**Alıntılanan metin:**
Emsal Mahkeme Kararı İzmir Bölge Adliye Mahkemesi 17. Hukuk Dairesi 2020/895 E. 2022/1868 K. 17.11.2022 T.

Görüntülediğiniz mahkeme kararı henüz kesinleşmemiştir. Yararlı olması amacıyla eklenmiştir.

T.C.
İZMİR
BÖLGE ADLİYE MAHKEMESİ
17. HUKUK DAİRESİ

DOSYA NO : 2020/895
KARAR NO : 2022/1868
KARAR TARİHİ: 17/11/2022

T Ü R K M İ L L E T İ A D I N A
B Ö L G E A D L İ Y E M A H K E M E S İ K A R A R I

İNCELENEN KARARIN
MAHKEMESİ : İZMİR 6. ASLİYE TİCARET MAHKEMESİ
TARİHİ : 16/12/2019
NUMARASI : 2019/674 Esas ve 2019/855 Karar
DAVANIN KONUSU : Menfi Tespit
BAM KARAR TARİHİ : 17/11/2022
KARAR YAZIM TARİHİ : 17/11/2022
Davalı vekili tarafından yukarıda belirtilen karara karşı istinaf yasa yoluna başvurulması üzerine, 6100 sayılı Hukuk Muhakemeleri Kanunu’nun 352. maddesi uyarınca yapılan ön inceleme sonucunda;
GEREĞİ GÖRÜŞÜLDÜ:
DAVA :
Davacı vekili dava dilekçesinde özetle; davalı tarafından davacı aleyhine İzmir 15. İcra Müdürlüğünün 2017/2459 sayılı dosyası ile kambiyo senetlerine mahsus haciz yolu ile icra takibi yapıldığını, davacı ile davalı arasında herhangi bir alacak borç ilişkisi bulunmadığını, senet üzerindeki imzanın davacıya ait olmadığını, icra dosyasında davacının malları üzerine haciz konduğunu, icra tehdidi altında kalan davacının mağdur olduğunu, yapılacak imza incelemesi ile durumun çözüme kavuşacağını belirttiği, takibe dayanak bono üzerindeki imzanın davacıya ait olmadığının ve bono nedeniyle borçlu olmadığının tespitine, İzmir 15. İcra Müdürlüğünün 2017/2459 sayılı dosyasının tedbiren durdurulmasına, davacı bakımından iptaline ve %20 kötüniyet tazminatına karar verilmesini dava ve talep etmiştir.
Davalı vekili cevap dilekçesinde özetle; açılan davanın haksız olduğunu, davacıya davaya dayanak senet borçlusu oğlu …’ün kefili sıfatıyla dava açıldığını, her biri 20.000-TL bedelli toplam 5 senet bulunduğunu, diğer kefil … hakkında da İzmir 15. İcra Müdürlüğünün 2017/2460 sayılı dosyası ile icra takibi yapıldığını, imzaların davacının oğlu tarafından tamamlanıp senedin teslim edildiğini, davacının borcu ödemek için başvurmasına rağmen dava açmasının çelişkili olduğunu, davacı tarafın kötüniyetli olduğunu belirttiği, davanın reddine ve %20 kötüniyet tazminatına karar verilmesini talep etmiştir.

**Verilen kayıtlar:**
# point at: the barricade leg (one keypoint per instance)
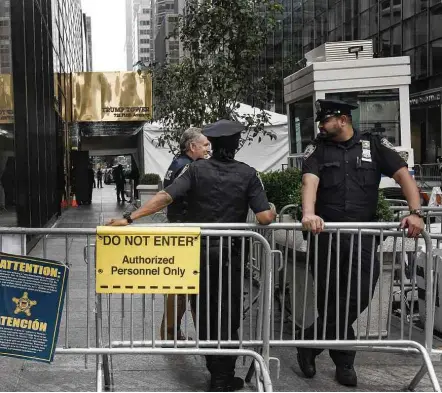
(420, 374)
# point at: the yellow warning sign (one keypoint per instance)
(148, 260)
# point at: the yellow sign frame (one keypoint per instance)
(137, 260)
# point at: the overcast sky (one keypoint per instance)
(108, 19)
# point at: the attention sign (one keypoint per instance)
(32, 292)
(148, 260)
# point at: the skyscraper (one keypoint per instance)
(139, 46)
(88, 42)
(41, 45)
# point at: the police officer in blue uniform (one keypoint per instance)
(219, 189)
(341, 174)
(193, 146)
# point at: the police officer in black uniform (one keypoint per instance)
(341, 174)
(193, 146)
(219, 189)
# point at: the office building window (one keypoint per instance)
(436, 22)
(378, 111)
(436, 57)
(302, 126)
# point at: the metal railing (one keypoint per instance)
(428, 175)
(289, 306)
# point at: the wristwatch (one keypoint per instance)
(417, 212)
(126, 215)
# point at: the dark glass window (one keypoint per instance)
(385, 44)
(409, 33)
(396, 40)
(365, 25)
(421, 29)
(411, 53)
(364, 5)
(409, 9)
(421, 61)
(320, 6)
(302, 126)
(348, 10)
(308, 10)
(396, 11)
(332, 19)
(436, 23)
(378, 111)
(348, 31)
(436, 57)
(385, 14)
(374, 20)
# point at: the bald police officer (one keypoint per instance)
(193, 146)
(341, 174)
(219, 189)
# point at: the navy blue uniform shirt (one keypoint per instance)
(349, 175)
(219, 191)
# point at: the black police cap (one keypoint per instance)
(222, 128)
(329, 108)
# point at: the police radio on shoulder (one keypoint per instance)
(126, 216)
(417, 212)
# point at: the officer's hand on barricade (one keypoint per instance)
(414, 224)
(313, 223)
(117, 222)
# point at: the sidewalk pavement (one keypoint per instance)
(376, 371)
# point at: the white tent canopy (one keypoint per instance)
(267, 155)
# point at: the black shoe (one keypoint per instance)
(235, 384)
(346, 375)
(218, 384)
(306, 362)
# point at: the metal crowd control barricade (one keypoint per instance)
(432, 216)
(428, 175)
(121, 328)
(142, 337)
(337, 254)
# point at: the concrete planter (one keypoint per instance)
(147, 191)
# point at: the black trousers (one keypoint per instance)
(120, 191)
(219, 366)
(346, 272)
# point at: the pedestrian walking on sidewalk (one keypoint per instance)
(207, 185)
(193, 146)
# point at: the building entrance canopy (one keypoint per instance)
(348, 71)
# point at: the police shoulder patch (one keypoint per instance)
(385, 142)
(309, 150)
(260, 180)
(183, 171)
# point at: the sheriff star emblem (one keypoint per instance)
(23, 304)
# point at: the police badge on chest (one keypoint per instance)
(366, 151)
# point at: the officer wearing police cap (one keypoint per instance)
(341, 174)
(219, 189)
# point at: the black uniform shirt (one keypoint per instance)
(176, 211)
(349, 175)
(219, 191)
--
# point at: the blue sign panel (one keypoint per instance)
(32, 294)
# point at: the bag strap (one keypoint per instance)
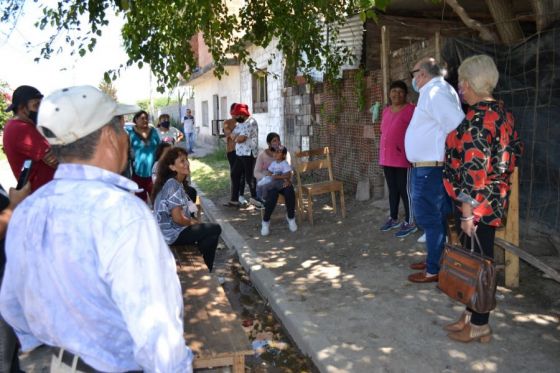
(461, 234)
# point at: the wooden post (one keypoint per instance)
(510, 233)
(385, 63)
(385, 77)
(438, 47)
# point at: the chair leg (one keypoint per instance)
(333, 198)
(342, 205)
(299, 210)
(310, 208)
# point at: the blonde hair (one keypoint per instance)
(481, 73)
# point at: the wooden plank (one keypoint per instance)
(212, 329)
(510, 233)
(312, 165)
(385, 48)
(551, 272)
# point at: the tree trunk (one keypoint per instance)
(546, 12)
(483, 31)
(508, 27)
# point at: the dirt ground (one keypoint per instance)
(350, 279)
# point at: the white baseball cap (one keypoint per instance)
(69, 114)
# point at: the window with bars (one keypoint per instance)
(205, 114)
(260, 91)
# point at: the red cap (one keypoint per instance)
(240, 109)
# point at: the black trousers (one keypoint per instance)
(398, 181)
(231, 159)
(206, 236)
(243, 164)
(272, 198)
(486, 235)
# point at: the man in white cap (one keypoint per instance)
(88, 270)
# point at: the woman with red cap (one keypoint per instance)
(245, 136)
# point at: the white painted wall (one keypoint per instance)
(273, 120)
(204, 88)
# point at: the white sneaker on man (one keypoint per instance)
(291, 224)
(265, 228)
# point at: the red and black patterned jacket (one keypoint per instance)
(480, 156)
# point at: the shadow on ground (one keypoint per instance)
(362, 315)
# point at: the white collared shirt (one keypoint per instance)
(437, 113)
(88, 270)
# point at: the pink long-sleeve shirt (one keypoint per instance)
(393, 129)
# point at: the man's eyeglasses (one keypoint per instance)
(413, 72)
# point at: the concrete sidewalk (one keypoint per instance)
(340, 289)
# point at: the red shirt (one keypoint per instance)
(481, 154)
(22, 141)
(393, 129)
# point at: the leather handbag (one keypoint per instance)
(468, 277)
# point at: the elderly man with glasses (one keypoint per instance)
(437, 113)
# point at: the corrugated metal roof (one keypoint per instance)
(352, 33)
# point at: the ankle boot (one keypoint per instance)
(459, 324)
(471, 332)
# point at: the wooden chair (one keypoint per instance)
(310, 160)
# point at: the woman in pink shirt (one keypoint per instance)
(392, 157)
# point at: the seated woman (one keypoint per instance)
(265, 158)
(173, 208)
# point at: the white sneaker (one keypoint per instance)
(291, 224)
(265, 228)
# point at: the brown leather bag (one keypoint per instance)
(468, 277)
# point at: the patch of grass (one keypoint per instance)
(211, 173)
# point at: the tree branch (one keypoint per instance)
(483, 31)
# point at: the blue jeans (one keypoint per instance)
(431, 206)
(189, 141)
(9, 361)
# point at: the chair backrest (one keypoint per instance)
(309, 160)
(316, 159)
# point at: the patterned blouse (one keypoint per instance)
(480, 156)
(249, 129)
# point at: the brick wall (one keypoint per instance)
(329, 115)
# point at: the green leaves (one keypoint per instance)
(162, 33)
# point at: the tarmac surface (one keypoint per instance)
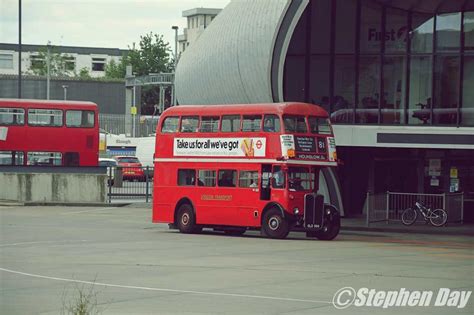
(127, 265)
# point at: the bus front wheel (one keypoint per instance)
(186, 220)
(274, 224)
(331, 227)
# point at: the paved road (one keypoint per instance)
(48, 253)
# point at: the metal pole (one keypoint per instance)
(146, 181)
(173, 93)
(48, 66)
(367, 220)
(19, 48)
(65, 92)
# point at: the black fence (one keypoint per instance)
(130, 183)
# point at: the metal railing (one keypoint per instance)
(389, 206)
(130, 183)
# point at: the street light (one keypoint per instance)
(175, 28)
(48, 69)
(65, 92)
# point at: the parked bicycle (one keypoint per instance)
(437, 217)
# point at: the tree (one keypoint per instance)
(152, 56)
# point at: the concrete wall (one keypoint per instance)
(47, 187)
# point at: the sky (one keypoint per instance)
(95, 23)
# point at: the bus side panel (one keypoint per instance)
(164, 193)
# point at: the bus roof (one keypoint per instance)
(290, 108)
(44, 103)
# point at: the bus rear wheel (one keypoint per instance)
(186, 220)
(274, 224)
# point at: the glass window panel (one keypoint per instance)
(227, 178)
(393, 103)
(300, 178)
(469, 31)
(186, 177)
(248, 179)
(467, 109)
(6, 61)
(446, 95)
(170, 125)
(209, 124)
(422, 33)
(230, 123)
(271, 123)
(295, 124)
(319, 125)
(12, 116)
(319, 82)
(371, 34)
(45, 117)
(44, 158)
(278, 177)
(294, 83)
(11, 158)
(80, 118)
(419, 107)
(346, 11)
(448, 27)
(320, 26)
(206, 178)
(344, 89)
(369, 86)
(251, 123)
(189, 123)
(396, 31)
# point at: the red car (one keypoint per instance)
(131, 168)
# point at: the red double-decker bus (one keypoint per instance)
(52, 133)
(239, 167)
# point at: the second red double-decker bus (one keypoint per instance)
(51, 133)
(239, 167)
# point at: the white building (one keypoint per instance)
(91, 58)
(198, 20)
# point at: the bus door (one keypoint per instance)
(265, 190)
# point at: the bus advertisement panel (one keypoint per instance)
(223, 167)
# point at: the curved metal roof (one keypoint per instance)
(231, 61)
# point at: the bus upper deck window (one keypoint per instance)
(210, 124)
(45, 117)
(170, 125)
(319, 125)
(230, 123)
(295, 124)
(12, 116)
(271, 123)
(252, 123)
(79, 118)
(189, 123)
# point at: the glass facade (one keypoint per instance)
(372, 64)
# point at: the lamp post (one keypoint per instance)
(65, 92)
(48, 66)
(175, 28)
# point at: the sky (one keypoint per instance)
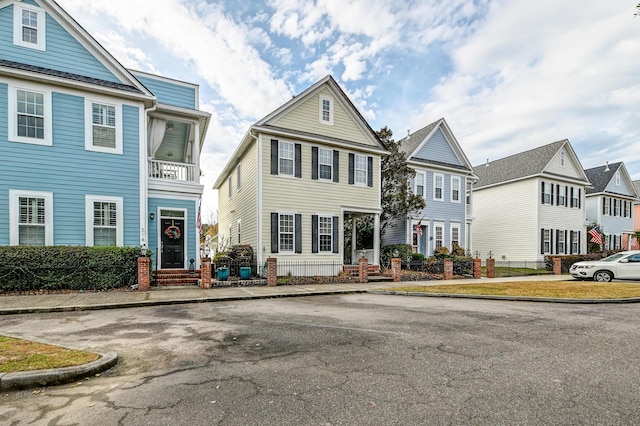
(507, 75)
* * *
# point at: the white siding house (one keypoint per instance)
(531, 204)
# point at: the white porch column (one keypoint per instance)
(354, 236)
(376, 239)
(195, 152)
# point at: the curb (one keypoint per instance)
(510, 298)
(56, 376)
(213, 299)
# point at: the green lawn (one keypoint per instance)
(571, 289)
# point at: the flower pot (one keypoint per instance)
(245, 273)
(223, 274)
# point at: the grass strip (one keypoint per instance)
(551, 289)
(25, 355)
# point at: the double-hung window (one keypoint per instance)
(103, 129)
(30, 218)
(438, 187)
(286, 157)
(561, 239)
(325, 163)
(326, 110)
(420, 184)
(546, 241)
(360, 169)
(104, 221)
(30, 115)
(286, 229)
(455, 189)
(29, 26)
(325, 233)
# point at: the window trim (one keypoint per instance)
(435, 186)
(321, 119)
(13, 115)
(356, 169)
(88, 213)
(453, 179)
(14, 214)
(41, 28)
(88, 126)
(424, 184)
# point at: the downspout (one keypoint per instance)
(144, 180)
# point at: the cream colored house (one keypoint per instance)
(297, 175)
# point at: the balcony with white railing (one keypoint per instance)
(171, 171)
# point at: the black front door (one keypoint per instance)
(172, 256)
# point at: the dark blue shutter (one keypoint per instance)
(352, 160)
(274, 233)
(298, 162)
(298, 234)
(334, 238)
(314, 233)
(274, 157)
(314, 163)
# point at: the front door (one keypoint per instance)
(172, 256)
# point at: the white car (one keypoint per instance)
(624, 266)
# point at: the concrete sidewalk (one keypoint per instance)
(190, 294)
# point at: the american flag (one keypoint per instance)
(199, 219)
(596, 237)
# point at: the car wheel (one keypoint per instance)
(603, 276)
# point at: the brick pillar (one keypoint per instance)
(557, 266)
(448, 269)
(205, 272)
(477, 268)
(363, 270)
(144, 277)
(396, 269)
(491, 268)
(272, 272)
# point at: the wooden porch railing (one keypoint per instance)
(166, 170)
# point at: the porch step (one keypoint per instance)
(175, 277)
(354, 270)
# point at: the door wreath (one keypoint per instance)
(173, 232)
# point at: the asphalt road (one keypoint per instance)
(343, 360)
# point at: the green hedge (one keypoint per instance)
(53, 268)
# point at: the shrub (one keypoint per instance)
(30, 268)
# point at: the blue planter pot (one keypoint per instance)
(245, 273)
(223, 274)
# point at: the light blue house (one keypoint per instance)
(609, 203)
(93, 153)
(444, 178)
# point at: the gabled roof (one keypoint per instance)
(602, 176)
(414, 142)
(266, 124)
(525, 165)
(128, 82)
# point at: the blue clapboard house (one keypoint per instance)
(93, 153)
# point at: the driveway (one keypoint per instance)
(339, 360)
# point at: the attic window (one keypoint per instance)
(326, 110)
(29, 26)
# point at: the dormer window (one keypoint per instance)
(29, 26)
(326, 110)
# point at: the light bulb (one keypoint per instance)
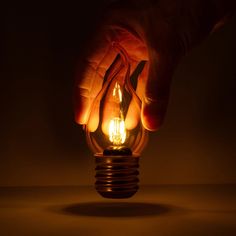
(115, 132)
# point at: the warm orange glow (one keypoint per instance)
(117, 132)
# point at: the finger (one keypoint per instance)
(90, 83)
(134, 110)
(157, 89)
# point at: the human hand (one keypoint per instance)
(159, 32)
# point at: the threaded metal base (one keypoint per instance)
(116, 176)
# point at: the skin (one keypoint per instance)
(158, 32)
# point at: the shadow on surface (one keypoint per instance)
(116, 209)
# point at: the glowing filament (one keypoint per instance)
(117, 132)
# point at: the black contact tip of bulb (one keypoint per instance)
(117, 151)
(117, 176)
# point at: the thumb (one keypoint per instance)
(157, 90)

**Görev:**
Mahkeme kararına göre:
1. İstinaf incelemesine konu olan kararı hangi mahkeme vermiştir?
2. Davacı aleyhine başlatılan icra takibi hangi icra müdürlüğünün hangi sayılı dosyasıyla yapılmıştır?
3. Davalı vekilinin cevap dilekçesine göre toplam kaç senet vardır ve her birinin bedeli nedir?

**Bu göreve yanıt:**
1. İzmir 6. Asliye Ticaret Mahkemesi.
2. İzmir 15. İcra Müdürlüğünün 2017/2459 sayılı dosyasıyla.
3. Toplam 5 senet vardır, her biri 20.000 TL bedellidir.